- **Activity**
Exactly reproduce each record listed below.

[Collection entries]
BEGIN
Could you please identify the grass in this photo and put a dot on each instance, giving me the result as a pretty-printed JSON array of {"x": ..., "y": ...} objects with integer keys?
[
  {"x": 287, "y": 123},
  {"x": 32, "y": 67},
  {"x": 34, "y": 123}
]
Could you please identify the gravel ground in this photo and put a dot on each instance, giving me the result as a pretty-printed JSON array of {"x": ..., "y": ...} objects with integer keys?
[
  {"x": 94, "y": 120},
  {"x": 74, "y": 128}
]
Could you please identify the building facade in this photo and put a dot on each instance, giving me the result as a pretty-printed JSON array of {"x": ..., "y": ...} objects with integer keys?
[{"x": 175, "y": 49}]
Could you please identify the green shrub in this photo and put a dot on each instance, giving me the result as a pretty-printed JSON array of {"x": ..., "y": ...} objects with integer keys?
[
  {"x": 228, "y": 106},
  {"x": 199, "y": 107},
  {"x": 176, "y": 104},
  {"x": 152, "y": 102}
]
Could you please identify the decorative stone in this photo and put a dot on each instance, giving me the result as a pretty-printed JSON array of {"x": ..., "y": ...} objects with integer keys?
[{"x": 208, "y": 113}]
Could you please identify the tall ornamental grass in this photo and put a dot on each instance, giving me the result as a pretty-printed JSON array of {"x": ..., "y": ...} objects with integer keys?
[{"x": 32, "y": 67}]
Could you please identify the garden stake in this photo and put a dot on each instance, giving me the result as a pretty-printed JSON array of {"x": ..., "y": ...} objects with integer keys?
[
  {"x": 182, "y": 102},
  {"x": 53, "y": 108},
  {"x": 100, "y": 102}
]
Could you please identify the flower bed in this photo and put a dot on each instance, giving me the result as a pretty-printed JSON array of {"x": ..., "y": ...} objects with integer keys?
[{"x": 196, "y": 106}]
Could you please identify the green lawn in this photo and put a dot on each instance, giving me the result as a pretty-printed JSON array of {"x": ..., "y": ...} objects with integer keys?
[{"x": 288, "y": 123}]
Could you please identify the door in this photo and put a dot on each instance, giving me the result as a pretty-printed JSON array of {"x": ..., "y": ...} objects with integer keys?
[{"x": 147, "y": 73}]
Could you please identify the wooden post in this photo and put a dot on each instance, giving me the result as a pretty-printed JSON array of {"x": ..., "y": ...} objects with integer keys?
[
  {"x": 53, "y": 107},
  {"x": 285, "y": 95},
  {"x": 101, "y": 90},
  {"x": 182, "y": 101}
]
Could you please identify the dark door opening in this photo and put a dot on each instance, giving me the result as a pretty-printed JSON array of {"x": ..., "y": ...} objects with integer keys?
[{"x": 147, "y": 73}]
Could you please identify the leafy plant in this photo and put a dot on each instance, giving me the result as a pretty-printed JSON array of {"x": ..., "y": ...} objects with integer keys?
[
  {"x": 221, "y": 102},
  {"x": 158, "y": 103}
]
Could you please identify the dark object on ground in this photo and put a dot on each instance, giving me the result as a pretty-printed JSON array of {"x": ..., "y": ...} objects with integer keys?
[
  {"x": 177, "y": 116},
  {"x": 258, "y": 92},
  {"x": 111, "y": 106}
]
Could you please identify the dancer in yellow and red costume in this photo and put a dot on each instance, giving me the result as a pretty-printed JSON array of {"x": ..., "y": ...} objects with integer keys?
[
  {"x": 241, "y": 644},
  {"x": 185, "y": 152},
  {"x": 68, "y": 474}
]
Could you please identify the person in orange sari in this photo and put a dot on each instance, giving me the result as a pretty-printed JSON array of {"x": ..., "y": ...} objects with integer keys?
END
- **Result below**
Could you please identify the grass in this photo and put a dot on each instance, giving me the result as a pretty-printed JSON array of {"x": ..., "y": ...} objects with integer keys?
[
  {"x": 287, "y": 123},
  {"x": 32, "y": 67},
  {"x": 34, "y": 123}
]
Could you please identify the gravel ground in this photo and put a dot on each instance, giving me the result as a pretty-printed JSON array of {"x": ..., "y": ...} objects with integer keys?
[
  {"x": 94, "y": 120},
  {"x": 74, "y": 128}
]
Could you please identify the building facade in this photo and put a dot on each instance, giving me the result as a pretty-printed JSON array of {"x": ..., "y": ...} objects with integer keys?
[{"x": 175, "y": 49}]
Could you please identify the green shrub in this photo and put a dot on each instance, giving me the result as a pretty-printed JSON array of {"x": ..., "y": ...} objects with integer keys?
[
  {"x": 228, "y": 106},
  {"x": 199, "y": 107},
  {"x": 176, "y": 104},
  {"x": 152, "y": 102}
]
Could you please identify the decorative stone in this photo and put a dot on each instance, giving me the result as a pretty-printed JSON array of {"x": ..., "y": ...} objects with integer keys?
[{"x": 208, "y": 113}]
Could you please identify the tall ornamental grass in this photo and put a dot on each instance, giving me the result as a pretty-printed JSON array of {"x": ..., "y": ...} objects with integer keys?
[{"x": 32, "y": 67}]
Could you please identify the garden stake in this photo and put a dot on each instance, giving me the result as a pretty-printed JSON array of {"x": ..., "y": ...} objects with integer keys?
[
  {"x": 182, "y": 102},
  {"x": 53, "y": 108},
  {"x": 100, "y": 102}
]
Could you please identify the flower bed in this photo and put a dot on each instance, giving me the result as a pretty-printed JSON array of {"x": ..., "y": ...} objects with integer keys?
[{"x": 196, "y": 106}]
Could you please identify the green lawn in this photo and put a dot on each instance, giving me the result as a pretty-printed JSON array of {"x": ..., "y": ...} objects with integer keys?
[{"x": 288, "y": 123}]
Could you please identify the door in this photo and put a dot on each instance, giving me the result as a pretty-printed JSON array of {"x": ..., "y": ...} objects with integer keys?
[{"x": 147, "y": 73}]
Could you please identify the wooden post in this photo and put a dot on each instance, giving me the result as a pretty-printed JSON array of {"x": ..., "y": ...} objects with integer keys?
[
  {"x": 53, "y": 107},
  {"x": 285, "y": 95},
  {"x": 101, "y": 90},
  {"x": 182, "y": 101}
]
Could you please identify the dark door opening in this photo and put a dot on each instance, giving me the result as a pretty-printed JSON array of {"x": ..., "y": ...} objects with integer keys?
[{"x": 147, "y": 73}]
Could you please identify the leafy plant in this photo and put a dot on each instance, giving me the result as a pretty-printed JSON array of {"x": ..., "y": ...} objects with integer keys?
[
  {"x": 221, "y": 102},
  {"x": 158, "y": 103}
]
Could you please identify the dark object on ground in this photo and put a dot on each instance, giving me the result as a pretty-printed JSON array of {"x": ..., "y": ...} objects with integer keys?
[
  {"x": 177, "y": 116},
  {"x": 258, "y": 92},
  {"x": 111, "y": 106}
]
Could you please identify the dancer in yellow and red costume in this photo and put a dot on each instance, giving me the result as a pretty-printed JSON array of {"x": ..., "y": ...} objects with integer keys?
[
  {"x": 241, "y": 644},
  {"x": 185, "y": 152},
  {"x": 68, "y": 474}
]
Could you please identify the person in orange sari in this photo and put a dot on each instance, giving me the result as a pretty-printed JSON array of {"x": ..., "y": ...} objects with integer keys?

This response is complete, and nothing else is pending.